§ **Problem to solve**
Copy each line of the records below verbatim, leaving out the pictures.

§ **Input records**
◇ ◇ ◇ ◇ ◇
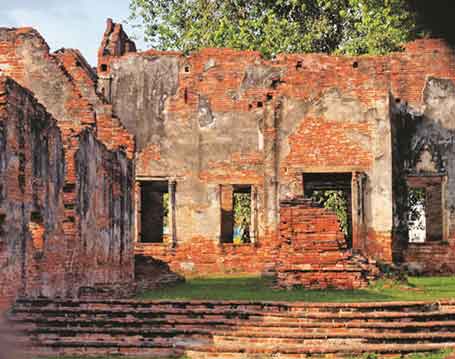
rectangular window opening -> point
(236, 214)
(425, 212)
(154, 212)
(417, 228)
(332, 191)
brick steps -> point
(204, 329)
(288, 318)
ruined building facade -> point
(148, 155)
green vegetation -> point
(336, 201)
(272, 27)
(257, 288)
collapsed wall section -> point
(423, 123)
(32, 166)
(220, 121)
(97, 153)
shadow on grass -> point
(258, 289)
◇ ◇ ◇ ◇ ◇
§ **Correct result**
rectangular window opening -> point
(236, 214)
(425, 212)
(154, 212)
(417, 228)
(332, 191)
brick steps -> point
(204, 329)
(288, 318)
ruined building facade -> point
(148, 155)
green vegetation -> point
(336, 201)
(272, 27)
(257, 288)
collapsed wall section -> point
(423, 123)
(32, 166)
(220, 121)
(97, 153)
shadow on grass -> point
(258, 289)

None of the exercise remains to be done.